### Document segment

Willie Gething, managing partner of Lennox Investment Management, helped to pioneer the residential buying agent business in the Thatcher years, sold his company Property Vision to HSBC in 2001 and 11 years ago moved on to launch his own central London residential property fund. While he has prospered, it has not all been plain sailing, as he explained when I met him to talk about his career in the property business and his thoughts about current Government taxation on residential property.
How did you get in to the property business in the first place?
I set up my first property business in 1983, with a great deal of exuberance and very little knowledge. I was twenty-four at the time. I had been living out in South America, working for what was then known as the Distillers Company, which then became Guinness and then Diageo. 1983 coincided with the emergence of video and the battle between VHS and Betamax. You’ll remember all those colossal machines? Together with a good friend of mine called Charlie Ellingworth, I set up a business called Property Vision, which was at that stage going to make videos of houses, and we were going to try and revolutionise the way that property was marketed.
The idea being that if you were looking for a house you could see what you were looking to buy?

######

Problems and tasks:
1: Translate this sentence from the property career interview into French: "I set up my first property business in 1983, with a great deal of exuberance and very little knowledge."
2: Carry on the interview with Willie Gething about his property career from its final line.
The entries after this interview come from a separate, unrelated source.

### Extracted material

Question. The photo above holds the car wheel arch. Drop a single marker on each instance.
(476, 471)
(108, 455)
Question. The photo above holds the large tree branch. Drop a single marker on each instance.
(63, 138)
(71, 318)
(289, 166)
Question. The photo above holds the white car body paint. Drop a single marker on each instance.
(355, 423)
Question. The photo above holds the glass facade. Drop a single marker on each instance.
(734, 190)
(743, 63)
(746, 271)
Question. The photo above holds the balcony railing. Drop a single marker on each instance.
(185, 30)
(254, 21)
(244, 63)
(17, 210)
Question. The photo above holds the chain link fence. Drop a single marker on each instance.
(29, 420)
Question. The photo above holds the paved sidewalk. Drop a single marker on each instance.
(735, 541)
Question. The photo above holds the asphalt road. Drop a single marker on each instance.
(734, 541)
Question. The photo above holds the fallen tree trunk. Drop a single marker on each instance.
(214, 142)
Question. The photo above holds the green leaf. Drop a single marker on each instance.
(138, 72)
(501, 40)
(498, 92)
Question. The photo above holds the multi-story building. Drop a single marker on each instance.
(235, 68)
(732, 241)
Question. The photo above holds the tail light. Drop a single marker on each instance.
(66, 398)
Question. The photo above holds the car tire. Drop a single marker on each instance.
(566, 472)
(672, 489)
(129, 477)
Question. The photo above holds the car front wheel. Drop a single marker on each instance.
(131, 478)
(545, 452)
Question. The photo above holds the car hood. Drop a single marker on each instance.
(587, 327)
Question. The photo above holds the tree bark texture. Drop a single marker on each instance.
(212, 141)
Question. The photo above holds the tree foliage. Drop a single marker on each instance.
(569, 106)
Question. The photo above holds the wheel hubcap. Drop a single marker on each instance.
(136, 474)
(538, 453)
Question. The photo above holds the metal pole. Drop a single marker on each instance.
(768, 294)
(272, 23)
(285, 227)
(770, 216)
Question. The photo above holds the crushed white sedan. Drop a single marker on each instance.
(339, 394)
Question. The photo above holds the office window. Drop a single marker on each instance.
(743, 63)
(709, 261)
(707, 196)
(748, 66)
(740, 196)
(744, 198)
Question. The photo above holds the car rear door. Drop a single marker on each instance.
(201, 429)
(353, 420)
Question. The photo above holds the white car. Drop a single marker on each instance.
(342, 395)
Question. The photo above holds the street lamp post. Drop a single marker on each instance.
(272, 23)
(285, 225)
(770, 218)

######

Responses per task:
1: J'ai créé ma première entreprise immobilière en 1983, avec énormément d'exubérance et très peu de connaissances.

2:
Exactly that. The idea back then was that video was going to change the world, cinemas were going to close, so much was going to be affected by this new medium. So, we persuaded a group of estate agents to fund our videos, which were remarkably amateur, made with the most enormous cameras that you and I wouldn’t be able to pick up now, but were seen as compact then. They had satchels and enormous spools. That was revolutionary because the camera was portable.
We then did some market research and some of the buyers we were going to service said, “that’s absolutely great, but we’re not really interested in looking at your films unless they tell us all the bad stuff about the houses” – in other words, to use them as a buying tool. In those days, we were focusing on houses in the country. There was no Google Earth, poor market intelligence and if you were looking for a cottage somewhere in Sussex, you could drive for two hours there and two hours back and see within ten seconds that the cottage was on the main road, so why am I here? Why am I wasting my time?
Out of that grew a buying agency. We were some of the first people to say that the buyer needs to be looked after. We were lucky because that coincided with Big Bang. And it coincided with the belief that asking for and paying for advice was no longer an irrational thing to do. The Brits disliked doing that traditionally. If you’d said pre-1984, “is it a good idea to get advice on what the house I want to buy might be worth?”, the answer was “Don’t be so ridiculous. We’ve got an estate agent we know.” Well, yes, but perhaps he’s acting for the other side…?
So, we built that up first of all in the country and secondly in London, into this new niche, which was only advising buyers. And we eventually became the biggest advisory firm in a very small part of the overall market – the top end of residential property. In those days, the top end started at £150,000. That was the threshold beneath which we wouldn’t go. That was thirty-five years ago. We then brought the business to London, covering the London market.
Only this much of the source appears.